*** Data records ***

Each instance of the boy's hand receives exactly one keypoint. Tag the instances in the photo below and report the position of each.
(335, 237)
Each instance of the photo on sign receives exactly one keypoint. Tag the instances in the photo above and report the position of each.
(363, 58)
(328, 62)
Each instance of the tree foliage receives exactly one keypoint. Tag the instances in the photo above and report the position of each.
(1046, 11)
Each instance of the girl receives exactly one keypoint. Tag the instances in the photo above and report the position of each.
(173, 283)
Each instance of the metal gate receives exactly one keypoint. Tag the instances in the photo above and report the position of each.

*** End of Data records ***

• _What is being asked_
Please output the entries above, every line exactly as it reads.

• _Solution to this problem_
Each instance of the boy's hand receives exactly one keypoint. Tag the instances in the photo below and report the position of each.
(335, 237)
Each instance of the photo on sign receives exactly one keypoint. Tag the instances in the photo above and report the position of each.
(363, 58)
(328, 62)
Each instance of the tree foliage receives exactly one keypoint. Tag the instances in the photo above and report the position of each.
(1046, 11)
Each instance of the girl receives exactly one keypoint. Tag the instances in the photo above and report the position of each.
(173, 283)
Each instance of the metal gate receives exactly one keypoint. Tag the instances in the photo above and report the position of each.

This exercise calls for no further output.